%%

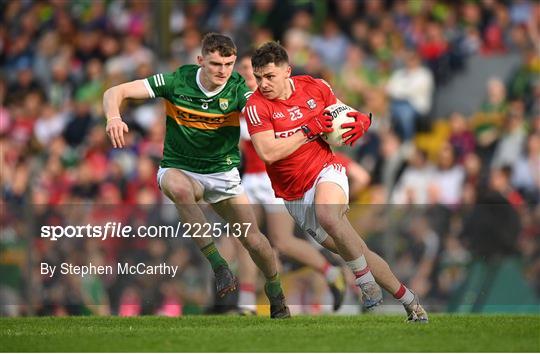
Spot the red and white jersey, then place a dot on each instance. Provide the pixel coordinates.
(250, 159)
(292, 176)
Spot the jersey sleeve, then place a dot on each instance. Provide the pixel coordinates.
(258, 117)
(327, 93)
(243, 94)
(159, 85)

%%

§ Written exercise:
Copy out every one of the entries above word for word, and leave the pictures out.

§ Response to the exercise:
Spot the red and white jersey, then place a dot on each instance. Provide the pixel coordinates.
(250, 159)
(292, 176)
Spot the jersey sleeve, then place a dot on each instance. Provide the pixel coordinates.
(258, 117)
(327, 93)
(243, 94)
(159, 85)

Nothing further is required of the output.